TEXT SEGMENT ::
# The Hare and the Tortoise



## tonyt (May 25, 2005)

I vaguely remember this conundrum from my childhood but can't remember how to explain that it can't happen.

A Hare and a Tortoise decide to have a race.

As the hare can run ten times faster than the tortoise he gives the tortoise a head start.

Off the tortoise goes and when he reaches a point 100 miles/kilometres or whatever, from the start the hare begins to run. 

As he can run ten times faster than the tortoise he arrives at the “100” point in one tenth of the time the tortoise took to get there. 

The tortoise however didn’t stop when he got there but continued to race on. 

By the time the hare has reached point “100” the tortoise has reached point “110”.

The hare continues to race and reaches point 110 but of course, the tortoise has moved on to point “111” and so it goes on……

Does the hare ever catch the tortoise?


Any maths teachers out there?


----------



## Wizzo (Dec 3, 2007)

tonyt said:


> The hare continues to race and reaches point 110 but of course, the tortoise has moved on to point "111" and so it goes on……


Well no it doesn't because by this time the tortoise has already been overtaken! Unless of course the hare has stopped for his obligatory nap which is why in the fable he loses the race.

JohnW


----------



## tonyt (May 25, 2005)

Wizzo said:


> Well no it doesn't because by this time the tortoise has already been overtaken.................
> JohnW


Yep - I'd worked that bit out - I just can't get my brain to explain how to work out at what point the hare overtook the tortoise.


----------



## safariboy (May 1, 2005)

You have discovered the joys of the infinite series with a finite sum. There are plenty of examples.

I cannot write it in this type of space but try any A level maths book.


----------



## Kelcat (Apr 20, 2008)

RECORDED DATA ::
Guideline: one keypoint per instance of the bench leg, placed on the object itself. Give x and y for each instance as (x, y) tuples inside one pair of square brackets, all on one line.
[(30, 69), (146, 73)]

TASK LIST ::
**A.** In the hare and tortoise thread, what does safariboy say the puzzle is an example of?
**B.** Carry on the hare and tortoise thread from where it stops.

ANSWERS TO THE PROBLEMS ::
**A.** An infinite series with a finite sum.

**B.**
I feel this could best be explained with a graph...

....unfortunatly as I'm spending this evening in the company of my oldest friend (Irish with a smooth dark body a creamy white top) - I am unable to help you further :lol: :lol: :lol:


----------



## Wizzo (Dec 3, 2007)

OK Tony, here goes......

Assuming the Tortoise covers 10 miles a day and therefore the Hare will cover 100 miles a day, and for simplicity we will say that the day is 100 minutes long, then:

The Tortoise covers 1 mile in 10 minutes; the Hare covers 10 miles in 10 minutes.

At the end of 10 days the Tortoise has covered 100 miles.

Day 11 the Tortoise covers another 10 miles and the Hare covers his first 100.

Day 12. After ten minutes the Tortoise has covered another mile so now he has done 111 miles. Meanwhile the Hare has covered 10miles in that 10 minutes so he has covered 110 miles. After 11 minutes the Tortoise has covered 111.1 miles and the Hare has done 111 miles. During the following minute the Hare will overtake the Tortoise - the Tortoise will have only covered 111.2 miles at the end of the 12th minute whereas the Hare will have covered 112 miles.

I hope that has explained it simply enough.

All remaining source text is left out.